Market Outlook

State Department Official Warns President Xi Will Face “Serious Consequences” If China Helps Moscow Avoid Sanctions

While Russian forces continue to bombard Ukrainian population centers (while an attack on a nuclear power plant last night turned out to be far less destructive than initially reported), American bureaucrats are already looking past the invasion in Ukraine to focus on China and its continuing support for President Vladimir Putin.

To wit, the SCMP reported Friday that State Department counselor Derek Chollet warned that there will be serious consequences for Beijing if it helps Moscow in evading sanctions.

If China tries to help Russia evade sanctions in the wake of Moscow’s invasion of Ukraine, it will face countermeasures, a senior US State Department official said on Thursday, without providing details.

State Department counsellor Derek Chollet said the allied nations that have joined in sanctioning Russia represent a combined 50 per cent of the global economy; China accounts for around 15 per cent.

“China, if it were to seek to evade the sanctions, or somehow dividing the sanctions, they would be vulnerable,” he said. “Any country that tries to evade these sanctions will also face the consequences of its actions. I don’t want to speculate with that would be.”

Beijing has been pretty clear in its support for Russia, going so far as to denounce the western sanctions as “illegal”.

“China firmly opposes all illegal unilateral sanctions, and believes that sanctions are never fundamentally effective means to solve problems,” Liu Pengyu, spokesman in the Chinese embassy in Washington, said on Thursday.

Bloomberg, meanwhile, published a warning in the form of a report about the sanctions afflicting Russian President Vladimir Putin and his allies being a “cautionary tale” for President Xi. Of course, as BBG readily admits, all this purely speculation, as Beijing has – so far, at least – complied with US sanctions on Hong Kong leader Carrie Lam, and others.

_TASKS TO COMPLETE_
• 1. Could you restate the paragraph of the sanctions article that begins "State Department counsellor Derek Chollet said" in a single shorter sentence that keeps its main figures?
• 2. Can you carry on the sanctions article from its final sentence?
These lines were taken from a different source than the sanctions article.

(Stored dataset lines)

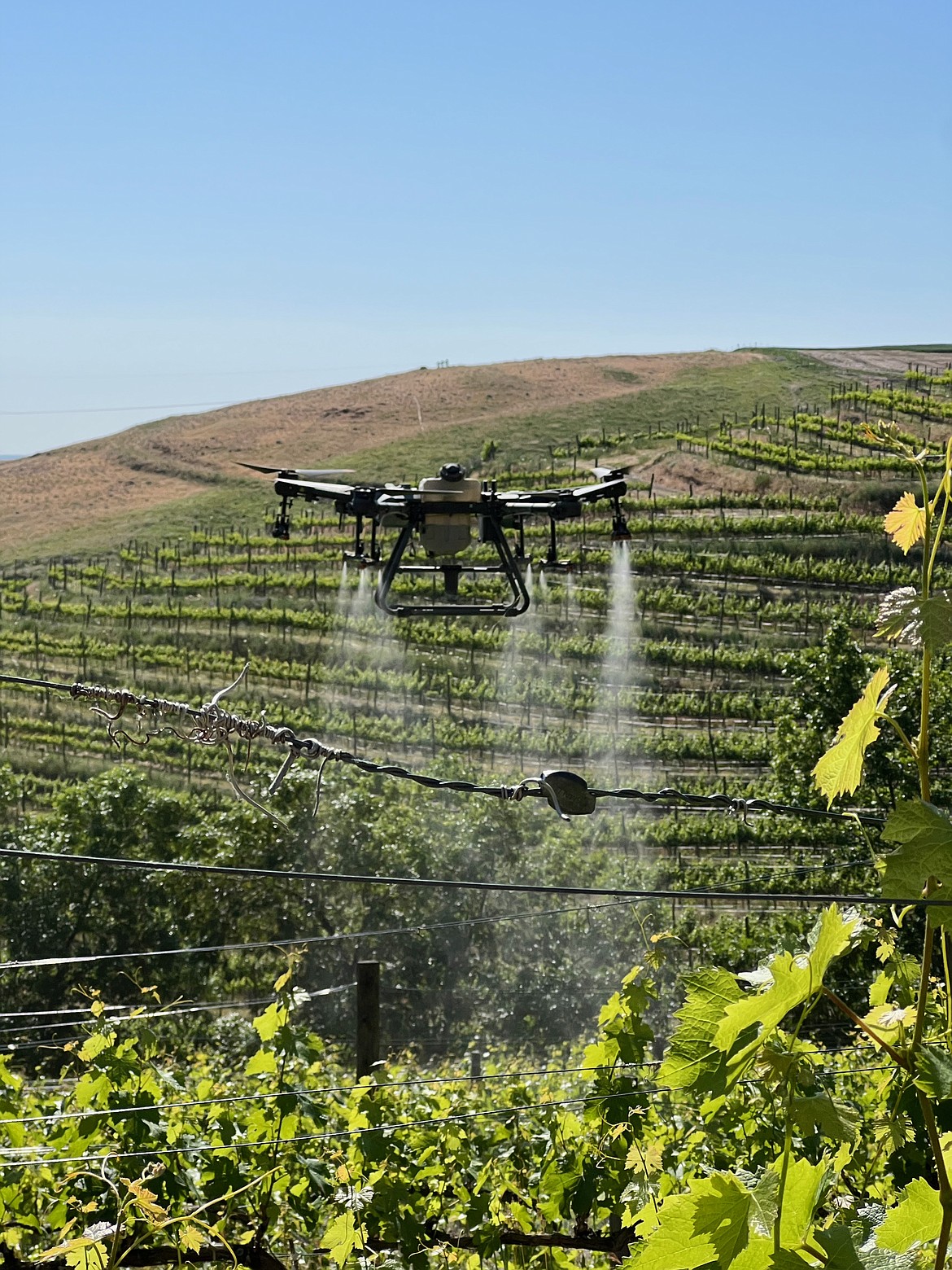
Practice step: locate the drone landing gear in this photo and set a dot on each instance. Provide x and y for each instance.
(507, 567)
(282, 521)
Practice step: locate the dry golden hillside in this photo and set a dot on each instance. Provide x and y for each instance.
(51, 494)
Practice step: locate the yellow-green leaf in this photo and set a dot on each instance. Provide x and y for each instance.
(190, 1237)
(915, 1220)
(263, 1063)
(841, 769)
(340, 1237)
(906, 523)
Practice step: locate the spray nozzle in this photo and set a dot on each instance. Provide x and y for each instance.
(620, 526)
(568, 793)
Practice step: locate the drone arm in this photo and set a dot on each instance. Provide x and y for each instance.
(612, 489)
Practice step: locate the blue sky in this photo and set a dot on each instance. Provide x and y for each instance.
(213, 199)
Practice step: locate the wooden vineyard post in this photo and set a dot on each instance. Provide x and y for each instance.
(367, 1018)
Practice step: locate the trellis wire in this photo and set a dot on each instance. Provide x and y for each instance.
(212, 724)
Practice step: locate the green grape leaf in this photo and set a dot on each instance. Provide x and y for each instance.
(763, 1203)
(906, 523)
(915, 1220)
(933, 1072)
(924, 834)
(262, 1063)
(759, 1255)
(839, 1244)
(268, 1023)
(904, 615)
(340, 1237)
(706, 1227)
(806, 1185)
(793, 979)
(825, 1115)
(841, 769)
(692, 1058)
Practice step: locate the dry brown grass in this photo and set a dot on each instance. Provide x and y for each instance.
(144, 467)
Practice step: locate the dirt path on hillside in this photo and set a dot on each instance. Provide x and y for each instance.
(160, 462)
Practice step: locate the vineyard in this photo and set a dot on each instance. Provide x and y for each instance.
(770, 1088)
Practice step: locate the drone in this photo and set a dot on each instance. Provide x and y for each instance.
(441, 517)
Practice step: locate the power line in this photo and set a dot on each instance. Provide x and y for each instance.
(360, 1133)
(83, 1011)
(564, 790)
(618, 1070)
(630, 893)
(118, 409)
(83, 959)
(161, 1014)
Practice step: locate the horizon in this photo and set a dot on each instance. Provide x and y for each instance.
(225, 204)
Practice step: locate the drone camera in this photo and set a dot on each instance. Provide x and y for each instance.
(620, 526)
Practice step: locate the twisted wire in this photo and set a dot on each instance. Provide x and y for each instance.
(212, 724)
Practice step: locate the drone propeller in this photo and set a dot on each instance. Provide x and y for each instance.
(301, 473)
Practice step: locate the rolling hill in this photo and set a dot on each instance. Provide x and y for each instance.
(163, 476)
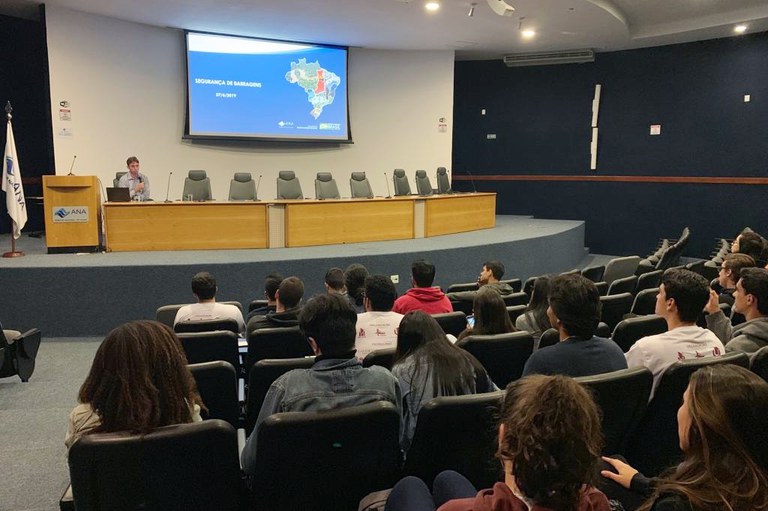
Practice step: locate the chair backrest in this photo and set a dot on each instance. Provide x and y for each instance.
(628, 331)
(198, 185)
(285, 342)
(468, 424)
(593, 273)
(400, 180)
(210, 346)
(262, 374)
(503, 355)
(451, 322)
(423, 186)
(384, 358)
(614, 308)
(208, 325)
(359, 186)
(288, 186)
(325, 186)
(217, 385)
(443, 183)
(622, 397)
(623, 285)
(242, 187)
(186, 466)
(327, 460)
(620, 267)
(655, 445)
(645, 302)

_PER-TASK ANSWERS_
• 1. Derek Chollet said the allied nations sanctioning Russia make up a combined 50 percent of the global economy, while China accounts for about 15 percent.

• 2.
While China has declined to slap financial penalties on Russia and will likely help it weather the sanctions storm by buying oil, gas and wheat, limits to the “no limits’’ friendship already appear to be emerging. Political leaders have talked of the need for a quick cease-fire and some big Chinese banks have restricted access to financing purchases of Russian commodities.

That pattern has been apparent in the past: China may disagree with the political goals of Western sanctions, but it has tended to avoid confronting them head on. Even Chinese state-run banks, for example, have complied with past U.S. curbs on Hong Kong. Carrie Lam, the territory’s Beijing-friendly chief executive, said in 2020 that she was collecting “piles of cash” at home because the U.S. measures barred her from basic banking services. “The Chinese banks are actually quite leery of running afoul of the U.S. Treasury,’’ says David Dollar, a senior fellow at Brookings and former Treasury representative in Beijing. “The big Chinese banks are among the largest in the world, they’re deeply integrated with the global system. So they’re going to be careful.’’

But the BBG report also notes that China’s economic clout has been growing…

Source: Bloomberg

 

…even if its currency, the yuan, remains a “bit player” in global trade.

Source: Bloomberg

While Beijing might heed these warnings for now, it’s pretty clear where their sympathies lie.

Foreign Ministery spokesman Wang Wenbin offered some insight this week when he blamed Washington for being the “culprit” of the situation in Ukraine. Washington “claims to be preventing a war in Europe. Did it accomplish that mission? It claims to be committed to peaceful resolution, but what has it done in that regard, except for providing military aid and enhancing military deterrence?”

As for the trend of “de-globalization” and the return of multi-polarity in the international political system, US economists believe it will only continue.

Plenty of economists agree that the polarization is real. Adam Posen, president of the Peterson Institute for International Economics, calls it the “corrosion of globalization.” He says it began with President Donald Trump’s trade war with China, and continued through the pandemic as economies turned inward. Now it’s accelerated.

“Everybody has been talking for a long while about blocs and the global economy splitting up,” says Posen.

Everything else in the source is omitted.